§ REQUIREMENT
Restate every line of the material, word for word.

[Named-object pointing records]
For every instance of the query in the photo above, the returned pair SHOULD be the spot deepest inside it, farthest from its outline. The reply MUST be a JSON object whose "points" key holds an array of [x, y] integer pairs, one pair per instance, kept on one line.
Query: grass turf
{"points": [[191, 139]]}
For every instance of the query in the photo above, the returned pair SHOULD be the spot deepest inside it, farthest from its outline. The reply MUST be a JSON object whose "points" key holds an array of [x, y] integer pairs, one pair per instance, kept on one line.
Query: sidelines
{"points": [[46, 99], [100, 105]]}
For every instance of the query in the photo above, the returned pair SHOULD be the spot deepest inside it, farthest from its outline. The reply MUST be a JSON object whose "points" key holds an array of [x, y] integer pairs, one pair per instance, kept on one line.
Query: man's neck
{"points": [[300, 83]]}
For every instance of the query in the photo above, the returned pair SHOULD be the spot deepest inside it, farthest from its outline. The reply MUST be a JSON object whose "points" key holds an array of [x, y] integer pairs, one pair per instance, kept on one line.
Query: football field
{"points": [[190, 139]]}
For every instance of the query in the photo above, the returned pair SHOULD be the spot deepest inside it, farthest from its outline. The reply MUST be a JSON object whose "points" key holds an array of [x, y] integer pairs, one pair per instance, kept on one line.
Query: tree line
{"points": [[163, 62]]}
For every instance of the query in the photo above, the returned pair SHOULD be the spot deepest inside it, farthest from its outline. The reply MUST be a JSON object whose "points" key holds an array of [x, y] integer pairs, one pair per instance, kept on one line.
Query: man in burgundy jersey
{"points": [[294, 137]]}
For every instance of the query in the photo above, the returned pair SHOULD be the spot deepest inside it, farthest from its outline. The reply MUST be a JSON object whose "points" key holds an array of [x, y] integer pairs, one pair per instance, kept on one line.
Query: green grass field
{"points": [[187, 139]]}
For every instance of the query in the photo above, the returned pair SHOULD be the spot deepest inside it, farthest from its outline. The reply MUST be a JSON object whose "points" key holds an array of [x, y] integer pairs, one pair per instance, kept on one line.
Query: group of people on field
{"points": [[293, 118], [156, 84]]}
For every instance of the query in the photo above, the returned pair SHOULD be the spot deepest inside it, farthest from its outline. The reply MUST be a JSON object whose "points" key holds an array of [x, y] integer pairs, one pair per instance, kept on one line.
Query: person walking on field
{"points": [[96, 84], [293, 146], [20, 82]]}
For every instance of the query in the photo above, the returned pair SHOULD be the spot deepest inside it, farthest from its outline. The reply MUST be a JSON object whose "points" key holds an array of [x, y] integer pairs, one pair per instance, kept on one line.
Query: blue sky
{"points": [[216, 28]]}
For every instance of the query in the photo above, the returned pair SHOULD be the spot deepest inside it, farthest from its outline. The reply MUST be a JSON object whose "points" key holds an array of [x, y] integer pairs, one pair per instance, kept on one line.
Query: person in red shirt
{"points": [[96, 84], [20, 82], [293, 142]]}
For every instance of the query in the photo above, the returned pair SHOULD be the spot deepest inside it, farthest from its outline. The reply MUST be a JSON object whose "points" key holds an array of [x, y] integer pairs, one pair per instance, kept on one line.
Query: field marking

§ WORKED SOLUTION
For every instance of the query in the photo above, the returned pair SHOULD be the spot deepest inside it, farthest from its outline. The reply MUST be a JSON object whose "points" key holds an array of [x, y] integer pairs, one pair per instance, kept on one line.
Query: grass turf
{"points": [[191, 139]]}
For every instance of the query in the photo above, the returned pair SHOULD be the spot deepest inside it, farthest from its outline. The reply MUST be a JSON object whose "points" key holds an array of [x, y] integer pairs, one pair per instance, kept on one line.
Query: sidelines
{"points": [[46, 99], [100, 105]]}
For every instance of the query in the photo above, the returned pair SHOULD be the spot deepest inside it, farthest from its outline. The reply MUST be a JSON object whose "points" key holds an array of [x, y] integer pairs, one pair per instance, kept on one line.
Query: man's neck
{"points": [[300, 83]]}
For every instance of the query in the photo above, the returned pair SHOULD be the spot deepest inside it, farthest from its outline. The reply MUST be a JSON object whose "points" key holds an array of [x, y] integer pairs, one pair per instance, kept on one line.
Query: football field
{"points": [[190, 139]]}
For every instance of the query in the photo above, the returned pair SHOULD be the spot deepest inside it, farthest from its outline. The reply MUST be a JSON object whose "points" key holds an array of [x, y] integer pairs, one pair per instance, kept on one line.
Query: tree line
{"points": [[163, 62]]}
For every instance of the query in the photo above, the returned pair SHOULD be the spot deepest inside it, farthest from its outline. The reply MUST be a JSON object whose "points" key holds an array of [x, y] integer pairs, one pair per instance, kept on one line.
Query: man in burgundy jersey
{"points": [[294, 137]]}
For every instance of the query in the photo above, the returned pair SHOULD be the spot deepest inside it, farthest from its outline. The reply MUST be a JSON object whose "points" key holds an array of [x, y] integer pairs, one pair per instance, kept on one line.
Query: green grass field
{"points": [[187, 139]]}
For every instance of the query in the photo above, the returned pair SHOULD be the spot deepest inside it, farthest from its outline. The reply MUST be a JSON object whose "points" key holds an array of [x, y] integer pairs, one pair per instance, kept on one line.
Query: group of people on field
{"points": [[293, 118], [156, 84]]}
For every instance of the query in the photo above, the returned pair SHOULD be the spot deepest inside it, farthest from its outline. The reply MUST be a JSON object whose "points" key holds an array of [x, y] integer pairs, one pair per instance, kept on one line.
Query: person walking on field
{"points": [[96, 84], [293, 146], [20, 82]]}
For every instance of the query in the photo above, the returned pair SHOULD be the spot deepest inside it, farthest from its outline. The reply MUST be a JSON object whose "points" key holds an array of [x, y] integer pairs, one pair per instance, kept on one line.
Query: blue sky
{"points": [[216, 28]]}
For every instance of the query in the photo above, the returned pair SHOULD be the spot deepest inside it, farthest from its outline. The reply MUST be a JSON object whose "points" key holds an array of [x, y] integer pairs, one pair per instance, kept on one line.
Query: person in red shirt
{"points": [[96, 84], [20, 82], [293, 142]]}
For every instance of the query in the photo above, the returned pair SHOULD be the spot deepest inside it, farthest from its outline. The reply MUST be a JSON object whose "points" key holds an array of [x, y] integer pairs, one pair per instance, kept on one line.
Query: field marking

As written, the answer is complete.